» **EXCERPT**
====

Missouri Rep. Tony Lovasco (R) recently came through on his announced plan of filing a psychedelics bill with a revised measure that calls for legal psilocybin therapy for serious mental health cases, as first noted by Marijuana Moment.
The new house bill HB 869 would allow for psilocybin use in the treatment of PTSD, severe depression, terminal illness or mental health conditions for which traditional therapies have failed
Regulated by the Dept. of Health and Senior Services, the state agency is summoned to approve petitions adding a new condition for psilocybin therapy, provided evidence exists that it would benefit people suffering from that condition.
While it would not strictly legalize psilocybin, its possession (up to four grams) by patients and healthcare services providers would be decriminalized.
The proposal once included other psychedelics, but its sponsor eventually narrowed it down to psilocybin alone. Nonetheless, it is progressive in the sense that it proposes to expand patient access should the magic mushroom component be rescheduled or even descheduled on the federal Controlled Substances Act.
If so, adults over 21 could become eligible for psilocybin therapy if they can attest not having a condition for which the psychedelic holds any contraindications.
Lovasco is not alone on the quest for legal psilocybin therapy. In fact, psychedelics legalization seems to be a topic around which both parties are coming together, not just in Missouri but as a national trend.

====

» **WORK INSTRUCTIONS**
(a) Name every condition for which the article states that HB 869 would allow psilocybin use in treatment.
(b) According to the article, why is the proposal considered progressive even though it was narrowed to psilocybin alone?

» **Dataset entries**
====

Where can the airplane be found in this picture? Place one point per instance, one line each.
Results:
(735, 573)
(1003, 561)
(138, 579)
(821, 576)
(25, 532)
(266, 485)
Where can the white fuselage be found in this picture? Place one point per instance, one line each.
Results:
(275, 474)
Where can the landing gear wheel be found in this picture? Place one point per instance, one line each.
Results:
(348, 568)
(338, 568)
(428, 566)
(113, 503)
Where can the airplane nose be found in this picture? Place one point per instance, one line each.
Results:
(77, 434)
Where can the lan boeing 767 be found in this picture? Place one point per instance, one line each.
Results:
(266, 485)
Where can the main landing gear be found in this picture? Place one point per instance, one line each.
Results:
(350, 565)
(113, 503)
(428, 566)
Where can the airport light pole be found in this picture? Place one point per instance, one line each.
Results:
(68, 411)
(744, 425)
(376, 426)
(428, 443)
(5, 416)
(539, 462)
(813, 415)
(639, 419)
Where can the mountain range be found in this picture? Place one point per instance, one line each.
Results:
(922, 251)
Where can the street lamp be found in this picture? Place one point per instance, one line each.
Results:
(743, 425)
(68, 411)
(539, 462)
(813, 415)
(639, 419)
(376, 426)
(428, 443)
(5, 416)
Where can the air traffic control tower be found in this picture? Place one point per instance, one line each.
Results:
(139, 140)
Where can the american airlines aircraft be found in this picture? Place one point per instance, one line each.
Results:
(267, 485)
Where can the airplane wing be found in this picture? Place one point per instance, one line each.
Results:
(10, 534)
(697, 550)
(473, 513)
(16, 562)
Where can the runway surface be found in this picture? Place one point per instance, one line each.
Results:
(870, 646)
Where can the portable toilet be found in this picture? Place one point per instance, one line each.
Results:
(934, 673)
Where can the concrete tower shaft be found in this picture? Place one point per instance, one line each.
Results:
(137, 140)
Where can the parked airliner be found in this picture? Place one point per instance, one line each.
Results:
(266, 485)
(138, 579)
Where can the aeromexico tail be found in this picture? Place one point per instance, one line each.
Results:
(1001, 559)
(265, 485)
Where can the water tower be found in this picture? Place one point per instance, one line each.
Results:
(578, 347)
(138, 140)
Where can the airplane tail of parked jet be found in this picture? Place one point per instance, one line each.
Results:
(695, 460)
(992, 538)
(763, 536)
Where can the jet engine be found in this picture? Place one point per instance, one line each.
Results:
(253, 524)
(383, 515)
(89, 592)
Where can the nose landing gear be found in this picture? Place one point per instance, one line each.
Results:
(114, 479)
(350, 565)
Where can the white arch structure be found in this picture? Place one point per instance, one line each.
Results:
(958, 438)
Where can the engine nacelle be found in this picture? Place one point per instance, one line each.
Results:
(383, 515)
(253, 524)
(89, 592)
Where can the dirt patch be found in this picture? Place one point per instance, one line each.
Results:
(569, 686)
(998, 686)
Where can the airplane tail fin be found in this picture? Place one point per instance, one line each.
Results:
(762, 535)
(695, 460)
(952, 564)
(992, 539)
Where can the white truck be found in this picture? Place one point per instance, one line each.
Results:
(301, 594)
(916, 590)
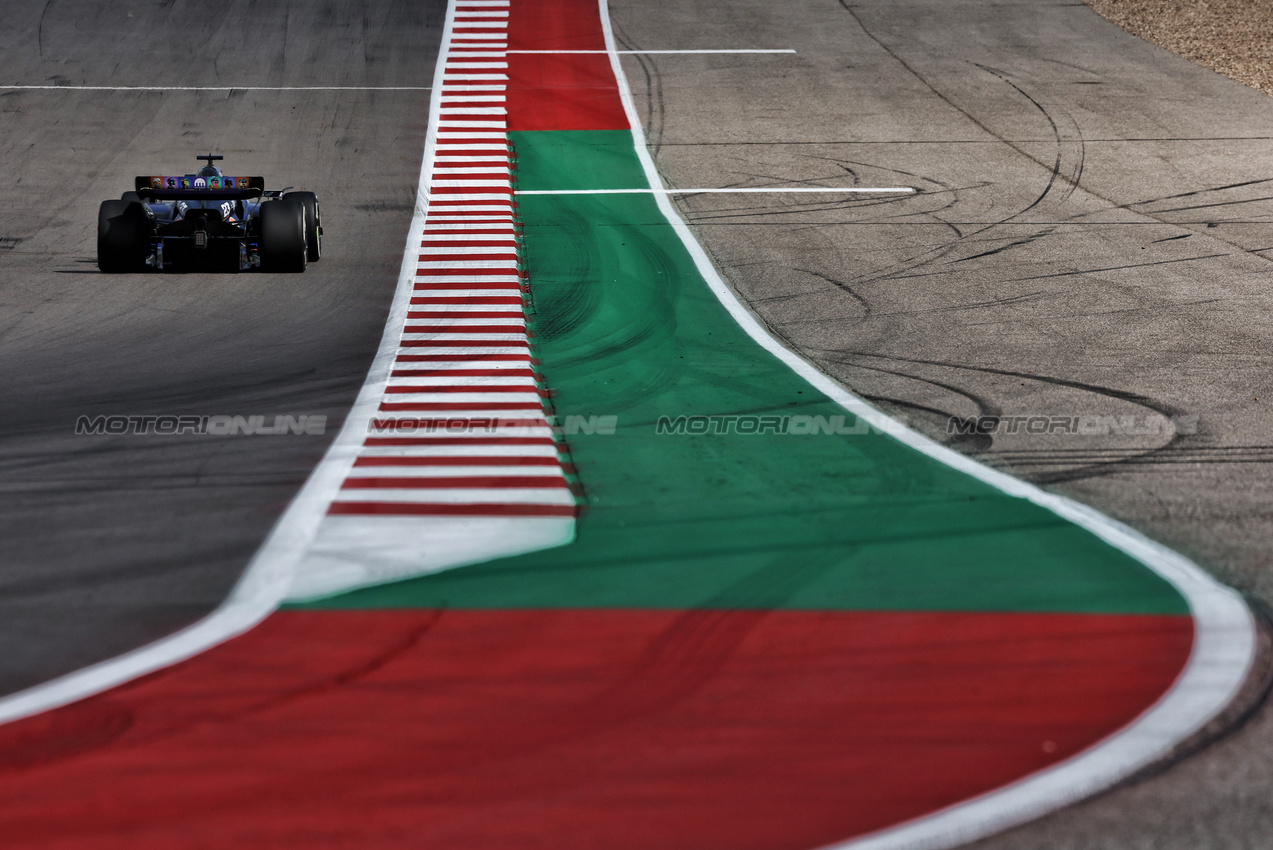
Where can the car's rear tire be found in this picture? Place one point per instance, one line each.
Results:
(283, 236)
(122, 237)
(313, 222)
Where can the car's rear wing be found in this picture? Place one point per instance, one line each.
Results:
(191, 187)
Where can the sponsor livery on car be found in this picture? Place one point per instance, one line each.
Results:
(208, 219)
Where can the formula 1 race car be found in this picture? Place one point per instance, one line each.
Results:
(208, 219)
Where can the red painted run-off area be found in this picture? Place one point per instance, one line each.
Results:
(563, 90)
(577, 728)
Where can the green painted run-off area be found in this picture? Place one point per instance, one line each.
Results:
(625, 326)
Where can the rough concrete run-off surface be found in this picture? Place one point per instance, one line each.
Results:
(1232, 37)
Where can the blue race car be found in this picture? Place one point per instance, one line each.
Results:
(208, 219)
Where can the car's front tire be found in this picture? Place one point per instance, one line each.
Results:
(283, 236)
(122, 237)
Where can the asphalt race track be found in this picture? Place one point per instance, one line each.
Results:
(1091, 238)
(113, 541)
(1089, 242)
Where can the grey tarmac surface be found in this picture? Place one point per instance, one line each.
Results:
(1091, 238)
(110, 542)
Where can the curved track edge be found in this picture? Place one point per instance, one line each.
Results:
(270, 575)
(1225, 638)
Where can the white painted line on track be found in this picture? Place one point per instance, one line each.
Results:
(273, 571)
(1223, 645)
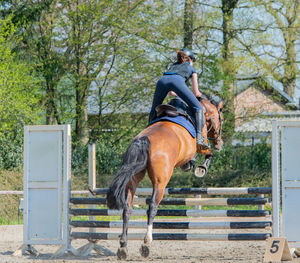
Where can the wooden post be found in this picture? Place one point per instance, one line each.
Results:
(261, 207)
(92, 177)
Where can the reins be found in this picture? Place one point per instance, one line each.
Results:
(213, 125)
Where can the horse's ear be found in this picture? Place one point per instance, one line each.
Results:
(220, 105)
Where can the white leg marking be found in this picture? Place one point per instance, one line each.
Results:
(148, 237)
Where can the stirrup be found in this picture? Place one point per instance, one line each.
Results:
(190, 165)
(202, 144)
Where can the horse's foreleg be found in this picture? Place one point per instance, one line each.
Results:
(201, 170)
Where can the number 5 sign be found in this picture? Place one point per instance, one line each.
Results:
(277, 250)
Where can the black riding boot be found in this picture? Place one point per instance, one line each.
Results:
(200, 123)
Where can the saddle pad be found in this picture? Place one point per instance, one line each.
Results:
(182, 121)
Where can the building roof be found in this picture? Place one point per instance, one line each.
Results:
(262, 125)
(270, 87)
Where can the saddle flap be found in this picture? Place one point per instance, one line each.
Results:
(166, 110)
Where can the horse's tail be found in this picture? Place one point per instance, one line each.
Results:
(135, 161)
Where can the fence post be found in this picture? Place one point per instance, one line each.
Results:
(92, 176)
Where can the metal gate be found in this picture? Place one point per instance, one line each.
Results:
(286, 180)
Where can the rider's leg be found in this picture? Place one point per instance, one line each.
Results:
(200, 122)
(160, 93)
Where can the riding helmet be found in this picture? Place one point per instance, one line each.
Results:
(189, 53)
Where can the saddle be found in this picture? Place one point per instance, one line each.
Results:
(176, 107)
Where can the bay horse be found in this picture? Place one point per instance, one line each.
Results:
(158, 149)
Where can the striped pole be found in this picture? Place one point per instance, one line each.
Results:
(173, 236)
(199, 191)
(174, 225)
(173, 212)
(180, 201)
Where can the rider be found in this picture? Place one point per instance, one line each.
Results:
(174, 83)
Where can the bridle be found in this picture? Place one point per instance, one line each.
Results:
(213, 123)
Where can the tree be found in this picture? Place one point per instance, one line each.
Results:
(278, 58)
(18, 86)
(36, 22)
(189, 6)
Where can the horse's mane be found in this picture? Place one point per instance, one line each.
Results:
(213, 99)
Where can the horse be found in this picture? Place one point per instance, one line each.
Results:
(158, 149)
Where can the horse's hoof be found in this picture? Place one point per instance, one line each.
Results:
(145, 250)
(200, 171)
(122, 253)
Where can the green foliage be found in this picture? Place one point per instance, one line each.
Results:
(18, 87)
(11, 150)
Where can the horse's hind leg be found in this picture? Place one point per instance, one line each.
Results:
(130, 191)
(157, 195)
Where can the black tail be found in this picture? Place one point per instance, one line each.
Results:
(135, 161)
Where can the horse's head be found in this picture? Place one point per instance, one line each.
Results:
(214, 120)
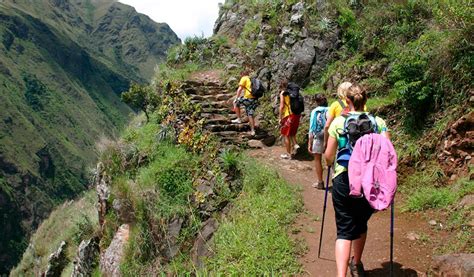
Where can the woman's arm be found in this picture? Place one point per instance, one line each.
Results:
(329, 120)
(330, 152)
(282, 105)
(310, 142)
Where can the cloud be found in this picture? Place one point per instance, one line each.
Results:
(187, 18)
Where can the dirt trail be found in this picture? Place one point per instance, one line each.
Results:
(410, 259)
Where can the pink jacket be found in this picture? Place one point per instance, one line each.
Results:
(373, 170)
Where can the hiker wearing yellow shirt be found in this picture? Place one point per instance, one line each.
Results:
(337, 108)
(247, 100)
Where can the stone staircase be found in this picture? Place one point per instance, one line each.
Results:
(216, 103)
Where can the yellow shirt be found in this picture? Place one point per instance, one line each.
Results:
(338, 125)
(335, 109)
(286, 106)
(247, 85)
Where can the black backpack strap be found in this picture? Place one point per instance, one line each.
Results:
(341, 103)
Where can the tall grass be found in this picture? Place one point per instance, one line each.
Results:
(253, 240)
(72, 222)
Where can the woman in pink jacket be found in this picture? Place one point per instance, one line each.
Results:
(352, 214)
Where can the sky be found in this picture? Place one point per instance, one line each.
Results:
(187, 18)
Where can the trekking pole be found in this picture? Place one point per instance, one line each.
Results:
(392, 211)
(324, 210)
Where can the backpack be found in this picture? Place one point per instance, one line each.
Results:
(345, 108)
(373, 170)
(318, 119)
(296, 99)
(257, 88)
(355, 126)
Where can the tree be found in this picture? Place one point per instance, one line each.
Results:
(141, 98)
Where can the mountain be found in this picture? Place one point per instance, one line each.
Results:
(63, 66)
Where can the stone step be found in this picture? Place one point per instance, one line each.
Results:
(217, 105)
(205, 90)
(243, 127)
(221, 111)
(215, 97)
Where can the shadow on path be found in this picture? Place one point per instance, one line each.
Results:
(398, 271)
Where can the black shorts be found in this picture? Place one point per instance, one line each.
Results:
(352, 214)
(250, 105)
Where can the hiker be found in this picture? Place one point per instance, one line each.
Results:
(317, 122)
(337, 108)
(247, 100)
(352, 214)
(289, 117)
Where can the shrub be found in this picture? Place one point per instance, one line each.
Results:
(253, 239)
(229, 159)
(429, 197)
(142, 98)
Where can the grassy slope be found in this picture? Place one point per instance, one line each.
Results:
(77, 220)
(64, 113)
(253, 239)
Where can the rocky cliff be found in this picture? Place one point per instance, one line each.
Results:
(63, 65)
(281, 40)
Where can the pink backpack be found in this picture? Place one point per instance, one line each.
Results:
(373, 170)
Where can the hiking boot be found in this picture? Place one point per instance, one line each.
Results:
(295, 149)
(236, 121)
(318, 185)
(357, 270)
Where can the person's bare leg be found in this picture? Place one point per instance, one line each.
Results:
(319, 167)
(343, 251)
(292, 142)
(288, 145)
(237, 111)
(252, 123)
(358, 246)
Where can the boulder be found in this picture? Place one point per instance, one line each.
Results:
(253, 143)
(174, 227)
(201, 248)
(303, 55)
(111, 258)
(57, 261)
(459, 265)
(85, 260)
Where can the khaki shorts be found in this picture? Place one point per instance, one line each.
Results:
(318, 143)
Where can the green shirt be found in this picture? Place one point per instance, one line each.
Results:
(338, 125)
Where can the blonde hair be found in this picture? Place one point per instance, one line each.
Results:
(342, 90)
(357, 96)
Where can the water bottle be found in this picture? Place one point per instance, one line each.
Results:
(342, 142)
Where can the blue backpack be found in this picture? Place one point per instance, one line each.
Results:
(318, 119)
(355, 126)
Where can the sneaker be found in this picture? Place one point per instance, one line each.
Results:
(295, 149)
(356, 269)
(236, 121)
(318, 185)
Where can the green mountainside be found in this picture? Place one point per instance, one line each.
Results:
(63, 65)
(174, 199)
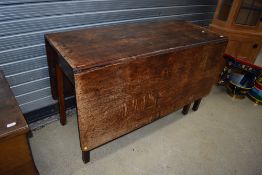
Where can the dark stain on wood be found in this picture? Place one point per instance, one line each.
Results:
(129, 75)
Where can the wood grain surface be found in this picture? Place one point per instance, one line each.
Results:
(128, 75)
(119, 98)
(96, 47)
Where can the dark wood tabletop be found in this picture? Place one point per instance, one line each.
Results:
(10, 112)
(95, 47)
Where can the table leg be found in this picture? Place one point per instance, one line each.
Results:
(60, 92)
(186, 109)
(86, 156)
(196, 104)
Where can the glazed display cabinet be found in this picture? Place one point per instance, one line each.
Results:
(240, 21)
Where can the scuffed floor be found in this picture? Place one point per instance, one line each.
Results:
(224, 137)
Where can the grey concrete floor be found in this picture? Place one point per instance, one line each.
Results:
(224, 137)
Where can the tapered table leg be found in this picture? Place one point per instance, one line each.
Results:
(60, 92)
(86, 156)
(196, 104)
(186, 109)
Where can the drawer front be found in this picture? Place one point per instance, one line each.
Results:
(116, 99)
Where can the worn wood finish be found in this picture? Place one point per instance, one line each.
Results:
(16, 157)
(186, 109)
(60, 92)
(245, 41)
(129, 75)
(196, 104)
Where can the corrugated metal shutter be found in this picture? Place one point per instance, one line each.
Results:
(23, 24)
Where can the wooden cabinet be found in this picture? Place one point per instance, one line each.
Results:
(15, 153)
(240, 21)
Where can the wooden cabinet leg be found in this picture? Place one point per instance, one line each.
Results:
(60, 92)
(186, 109)
(196, 104)
(86, 156)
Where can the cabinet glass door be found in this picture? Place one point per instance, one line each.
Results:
(224, 9)
(249, 12)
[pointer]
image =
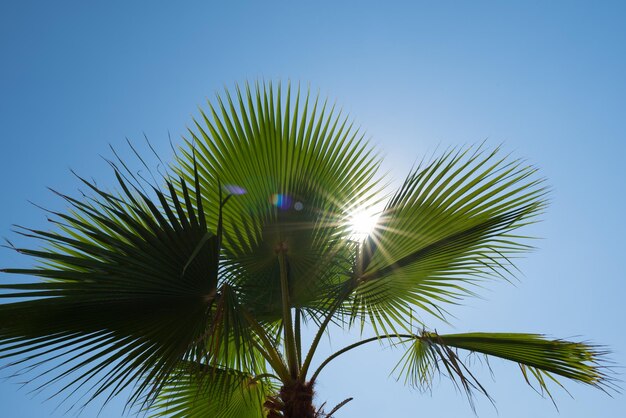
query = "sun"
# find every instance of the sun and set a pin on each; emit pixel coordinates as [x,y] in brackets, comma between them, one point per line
[362,222]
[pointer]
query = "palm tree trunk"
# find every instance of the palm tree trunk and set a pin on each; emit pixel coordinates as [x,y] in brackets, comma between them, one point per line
[295,401]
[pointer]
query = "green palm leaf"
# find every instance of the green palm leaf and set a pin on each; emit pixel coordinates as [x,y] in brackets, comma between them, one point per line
[540,359]
[454,222]
[129,290]
[297,175]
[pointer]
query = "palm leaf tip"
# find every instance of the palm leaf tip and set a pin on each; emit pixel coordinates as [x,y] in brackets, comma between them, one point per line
[540,359]
[129,283]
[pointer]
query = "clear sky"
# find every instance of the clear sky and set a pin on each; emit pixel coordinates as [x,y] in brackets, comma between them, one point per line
[546,79]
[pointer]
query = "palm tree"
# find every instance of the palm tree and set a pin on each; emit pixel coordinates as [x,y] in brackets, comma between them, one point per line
[193,294]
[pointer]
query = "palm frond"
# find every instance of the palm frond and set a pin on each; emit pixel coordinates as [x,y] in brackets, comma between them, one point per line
[296,168]
[204,391]
[540,359]
[453,223]
[128,290]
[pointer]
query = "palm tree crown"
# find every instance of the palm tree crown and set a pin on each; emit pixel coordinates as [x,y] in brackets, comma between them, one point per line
[193,293]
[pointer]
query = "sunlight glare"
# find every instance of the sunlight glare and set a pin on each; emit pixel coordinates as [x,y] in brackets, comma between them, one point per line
[362,223]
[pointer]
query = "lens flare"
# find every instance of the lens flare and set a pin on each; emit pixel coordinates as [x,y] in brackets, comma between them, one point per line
[362,222]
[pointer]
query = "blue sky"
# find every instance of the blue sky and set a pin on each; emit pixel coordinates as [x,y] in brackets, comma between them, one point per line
[545,80]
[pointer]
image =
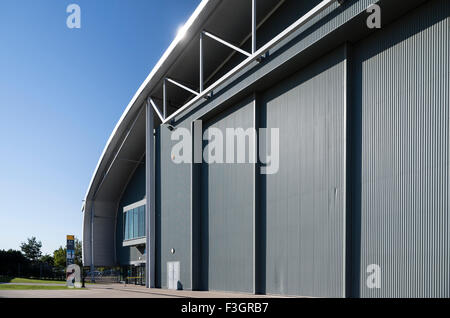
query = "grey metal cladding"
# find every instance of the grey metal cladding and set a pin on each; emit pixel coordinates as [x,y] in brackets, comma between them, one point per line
[174,214]
[401,79]
[303,203]
[227,212]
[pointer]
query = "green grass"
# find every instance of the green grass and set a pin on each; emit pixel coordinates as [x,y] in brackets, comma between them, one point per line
[31,281]
[31,287]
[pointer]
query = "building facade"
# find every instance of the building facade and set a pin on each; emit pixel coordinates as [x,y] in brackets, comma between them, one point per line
[359,204]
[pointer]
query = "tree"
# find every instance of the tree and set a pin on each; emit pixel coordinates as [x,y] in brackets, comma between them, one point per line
[59,257]
[13,263]
[32,249]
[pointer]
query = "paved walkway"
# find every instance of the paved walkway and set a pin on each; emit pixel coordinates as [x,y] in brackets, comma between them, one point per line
[118,291]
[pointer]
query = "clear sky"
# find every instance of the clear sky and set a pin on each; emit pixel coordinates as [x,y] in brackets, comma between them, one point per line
[62,91]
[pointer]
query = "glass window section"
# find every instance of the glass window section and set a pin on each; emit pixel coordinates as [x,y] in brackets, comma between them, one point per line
[125,225]
[130,224]
[136,223]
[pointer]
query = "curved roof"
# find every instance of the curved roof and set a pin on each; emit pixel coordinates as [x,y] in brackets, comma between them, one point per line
[181,62]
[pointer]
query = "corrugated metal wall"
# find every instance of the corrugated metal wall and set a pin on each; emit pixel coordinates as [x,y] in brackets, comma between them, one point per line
[401,88]
[173,211]
[304,202]
[227,212]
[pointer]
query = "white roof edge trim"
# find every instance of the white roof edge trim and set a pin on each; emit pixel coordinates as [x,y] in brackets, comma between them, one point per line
[164,57]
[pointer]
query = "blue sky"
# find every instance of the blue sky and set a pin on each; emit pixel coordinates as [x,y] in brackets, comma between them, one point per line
[62,92]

====

» **RESPONSES TO THE TASKS**
(a)
- PTSD
- Severe depression
- Terminal illness
- Mental health conditions for which traditional therapies have failed

(b) The article calls the proposal progressive because it would expand patient access if psilocybin were rescheduled or descheduled under the federal Controlled Substances Act. In that case, adults over 21 could qualify for psilocybin therapy if they attest that they do not have a condition for which the psychedelic has contraindications.